▸ **Excerpted passage**:
╭──
# Short coat on 7 month old?



## rabernet (Feb 24, 2015)

Noah is almost 13 months old, and he has never had an under coat, but his mane area started to fill in around 8 months old and his tail really filled out. I thought he was never going to grow a flowing tail.


----------



## mylissyk (Feb 25, 2007)

His coat will continue to fill in until almost 3 years old. I don't think it's too thin at 7 months.


----------



## aesthetic (Apr 23, 2015)

Kaizer's 8 months and he doesn't have a long coat yet either. But his coat is really thick, and has always been. He's only recently started developing that mane, and his tail feathers are coming in nicely.


----------



## Max's Dad (Apr 23, 2012)

Here is Max's coat at 6 months and 2 years 4 months. Give your boy's coat more time to come in.


----------



## AngelCoopersMom (Oct 15, 2015)

Our first golden looked like a lab around that age. We were wondering what in the world was happening. Lol. It grew and grew. You can see him in the picture below. He was cut every now and then but would have been super hairy if we didn't.


----------



## Rabbit (Feb 13, 2016)

Wooooow! That's crazy! Since I don't know my dog's parents, it will be interesting to see how much hair comes in.


----------



## Rabbit (Feb 13, 2016)

rabernet said:


> Noah is almost 13 months old, and he has never had an under coat, but his mane area started to fill in around 8 months old and his tail really filled out. I thought he was never going to grow a flowing tail.


That's a nice development! I wonder if Keller's tail will gain some volume. It's pretty slim right now


----------



## Rabbit (Feb 13, 2016)

mylissyk said:


> His coat will continue to fill in until almost 3 years old. I don't think it's too thin at 7 months.


Cool, thanks!


----------



## rabernet (Feb 24, 2015)

Rabbit said:


> That's a nice development! I wonder if Keller's tail will gain some volume. It's pretty slim right now


My signature photo was taken on his 10 month birthday. He's got more of a mane than that now. 

Noah had a labrador tail for the longest time (no featherig at all). Now it's full and beautiful! I'm excited to read here that his coat is still developing.


----------



## GoldinPNW (Jun 23, 2015)

Also if before you adopted him he was not getting quality food his coat may need extra time to catch up and be nice and silky.


----------



## JMME (Jun 18, 2012)

Your dog reminds me a lot of Ripley at that age. Ripley has always had a flatter coat and not much of an undercoat. I've attached a picture of him at 7 months and one of him at almost 3.5 years. I think his tail and haunches were the biggest change .


----------



## SunnynSey (Jan 17, 2015)

Believe it's not that unusual to have a short coat at that age, my boy at that age had little coat as well but it fills out, and when it does come in it will be beautiful, just takes time.


----------
╰──
▸ **Data**:
╭──
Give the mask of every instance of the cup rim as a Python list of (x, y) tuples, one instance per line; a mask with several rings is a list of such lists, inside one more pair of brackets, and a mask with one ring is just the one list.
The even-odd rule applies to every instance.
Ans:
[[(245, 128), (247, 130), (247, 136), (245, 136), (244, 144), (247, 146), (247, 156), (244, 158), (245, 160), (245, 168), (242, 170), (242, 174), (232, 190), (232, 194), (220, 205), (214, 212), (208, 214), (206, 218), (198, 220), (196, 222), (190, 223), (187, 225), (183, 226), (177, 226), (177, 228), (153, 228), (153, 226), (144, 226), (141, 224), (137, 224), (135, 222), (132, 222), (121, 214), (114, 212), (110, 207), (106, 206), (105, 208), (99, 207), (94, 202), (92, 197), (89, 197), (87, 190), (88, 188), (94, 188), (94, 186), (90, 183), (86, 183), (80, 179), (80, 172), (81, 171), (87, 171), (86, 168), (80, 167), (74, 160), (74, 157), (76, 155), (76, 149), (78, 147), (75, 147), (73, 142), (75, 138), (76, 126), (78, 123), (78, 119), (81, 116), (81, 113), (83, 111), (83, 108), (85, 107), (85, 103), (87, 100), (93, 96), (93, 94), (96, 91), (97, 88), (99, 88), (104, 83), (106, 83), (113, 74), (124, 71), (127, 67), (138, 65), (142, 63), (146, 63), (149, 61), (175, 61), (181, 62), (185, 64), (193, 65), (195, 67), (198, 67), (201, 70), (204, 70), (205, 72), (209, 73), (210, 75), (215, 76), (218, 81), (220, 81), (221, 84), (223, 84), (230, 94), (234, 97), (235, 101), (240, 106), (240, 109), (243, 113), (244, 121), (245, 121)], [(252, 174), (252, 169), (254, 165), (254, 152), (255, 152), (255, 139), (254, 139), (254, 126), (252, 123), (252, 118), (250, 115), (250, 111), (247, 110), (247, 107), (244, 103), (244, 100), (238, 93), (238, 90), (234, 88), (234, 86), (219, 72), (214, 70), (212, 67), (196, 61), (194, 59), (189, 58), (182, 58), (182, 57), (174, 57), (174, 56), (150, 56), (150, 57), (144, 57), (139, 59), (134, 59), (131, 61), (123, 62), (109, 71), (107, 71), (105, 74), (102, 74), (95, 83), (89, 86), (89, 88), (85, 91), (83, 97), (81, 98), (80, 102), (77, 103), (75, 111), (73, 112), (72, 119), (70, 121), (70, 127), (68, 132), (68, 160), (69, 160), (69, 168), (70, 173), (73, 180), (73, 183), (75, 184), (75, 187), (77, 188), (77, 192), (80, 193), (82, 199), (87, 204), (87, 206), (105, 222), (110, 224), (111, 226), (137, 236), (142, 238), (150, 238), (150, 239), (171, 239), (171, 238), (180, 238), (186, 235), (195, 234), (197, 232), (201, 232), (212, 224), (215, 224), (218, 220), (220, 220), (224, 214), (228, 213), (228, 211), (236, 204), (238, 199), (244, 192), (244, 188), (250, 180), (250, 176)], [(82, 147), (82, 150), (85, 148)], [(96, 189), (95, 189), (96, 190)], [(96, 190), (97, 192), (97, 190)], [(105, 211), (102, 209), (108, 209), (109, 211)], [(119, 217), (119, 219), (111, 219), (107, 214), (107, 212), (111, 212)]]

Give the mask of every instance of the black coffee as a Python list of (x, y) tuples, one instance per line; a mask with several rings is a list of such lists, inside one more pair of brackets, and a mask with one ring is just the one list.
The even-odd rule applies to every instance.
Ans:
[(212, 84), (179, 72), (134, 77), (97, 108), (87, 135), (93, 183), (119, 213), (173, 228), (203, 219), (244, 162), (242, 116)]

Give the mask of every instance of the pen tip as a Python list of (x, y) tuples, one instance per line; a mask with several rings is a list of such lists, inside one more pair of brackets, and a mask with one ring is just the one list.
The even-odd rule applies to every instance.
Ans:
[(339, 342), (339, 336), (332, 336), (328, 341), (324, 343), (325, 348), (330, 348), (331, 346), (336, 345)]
╰──
▸ **Problem set**:
1. According to the forum thread on short puppy coats, until about what age will the coat keep filling in?
2. In the listing, can you copy out word for word the lines from the one with "Give the mask of every instance of the black" to the one with "162), (242, 116)]", both included?

▸ **Task-by-task answers**:
1. Until almost 3 years old.

2.
Give the mask of every instance of the black coffee as a Python list of (x, y) tuples, one instance per line; a mask with several rings is a list of such lists, inside one more pair of brackets, and a mask with one ring is just the one list.
The even-odd rule applies to every instance.
Ans:
[(212, 84), (179, 72), (134, 77), (97, 108), (87, 135), (93, 183), (119, 213), (173, 228), (203, 219), (244, 162), (242, 116)]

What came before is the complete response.